▶ _What the task requires_: Edit the listing below so that every "biggest circle" becomes "largest circle", and keep everything else the same.

▶ _Stored rows_:
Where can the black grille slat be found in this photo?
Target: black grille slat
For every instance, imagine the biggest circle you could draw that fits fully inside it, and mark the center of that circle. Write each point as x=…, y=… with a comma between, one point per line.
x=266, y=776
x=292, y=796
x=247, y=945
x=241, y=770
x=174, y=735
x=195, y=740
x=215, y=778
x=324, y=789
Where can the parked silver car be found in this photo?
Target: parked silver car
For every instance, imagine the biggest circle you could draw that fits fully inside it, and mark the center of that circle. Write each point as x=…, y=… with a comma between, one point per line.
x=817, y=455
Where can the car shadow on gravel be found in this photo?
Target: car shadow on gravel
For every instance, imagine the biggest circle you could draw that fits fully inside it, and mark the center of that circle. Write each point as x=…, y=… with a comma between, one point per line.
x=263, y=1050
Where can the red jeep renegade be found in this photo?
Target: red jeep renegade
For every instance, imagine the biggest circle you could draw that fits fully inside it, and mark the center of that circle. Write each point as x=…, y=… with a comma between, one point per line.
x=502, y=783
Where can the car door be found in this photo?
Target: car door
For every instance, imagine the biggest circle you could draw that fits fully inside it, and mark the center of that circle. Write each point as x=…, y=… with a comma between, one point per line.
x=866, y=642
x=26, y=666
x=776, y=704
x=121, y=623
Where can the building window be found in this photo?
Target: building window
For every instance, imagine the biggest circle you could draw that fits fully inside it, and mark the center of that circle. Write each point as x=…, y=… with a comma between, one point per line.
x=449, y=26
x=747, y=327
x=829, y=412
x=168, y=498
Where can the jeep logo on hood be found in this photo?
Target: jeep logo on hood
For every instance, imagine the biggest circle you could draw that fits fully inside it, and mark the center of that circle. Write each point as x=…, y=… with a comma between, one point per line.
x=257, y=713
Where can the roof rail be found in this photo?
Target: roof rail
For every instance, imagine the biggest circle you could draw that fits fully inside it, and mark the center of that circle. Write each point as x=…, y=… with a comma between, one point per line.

▶ _Exercise output_:
Where can the black grille slat be found in this photo?
Target: black grille slat
For every instance, imagine the largest circle you could draw that fits fully inside it, and mark the center of that circle. Write each point as x=…, y=… with a comma between, one point per line.
x=266, y=776
x=292, y=796
x=247, y=945
x=241, y=770
x=174, y=735
x=195, y=740
x=215, y=778
x=324, y=789
Where can the parked silver car be found in this photo?
Target: parked silver car
For every instance, imagine the largest circle you could draw that fits fully inside it, and mark the center of that circle. Write each point as x=…, y=… with a comma between, one point per line.
x=817, y=455
Where can the car shadow on gravel be found in this photo?
Target: car shadow on gravel
For every instance, imagine the largest circle you could draw that fits fully inside it, and mark the center of that circle. Write each point as x=…, y=… with a comma between, one point per line.
x=263, y=1050
Where can the red jeep renegade be found in this photo?
Target: red jeep renegade
For every instance, imagine the largest circle you could draw that fits fully inside it, and mark the center of that circle. Write each point as x=…, y=… with a comma between, one point per line.
x=502, y=783
Where can the car door be found in this photo?
Target: car door
For every instance, imagine the largest circle you could draw that fits fully inside it, and mark the center of that circle. Write each point as x=…, y=… with a comma between, one point per line.
x=866, y=642
x=26, y=666
x=776, y=704
x=121, y=623
Where can the building window be found in this photo?
Target: building window
For every instance, imagine the largest circle you could draw that fits fully inside it, and mark the center of that circle. Write each point as x=…, y=… with a comma between, one point per line.
x=449, y=26
x=747, y=327
x=829, y=412
x=168, y=498
Where can the jeep logo on hood be found in this photo?
Target: jeep logo on hood
For every instance, imagine the largest circle you could draw that fits fully inside it, and mark the center of that circle. Write each point as x=…, y=… with a comma between, one point per line.
x=257, y=713
Where can the roof rail be found in this photo?
Target: roof rail
For every instance, imagine the largest circle you could draw that fits fully inside it, and mark the center of that circle. Write each point as x=…, y=… with a comma between, one point per line.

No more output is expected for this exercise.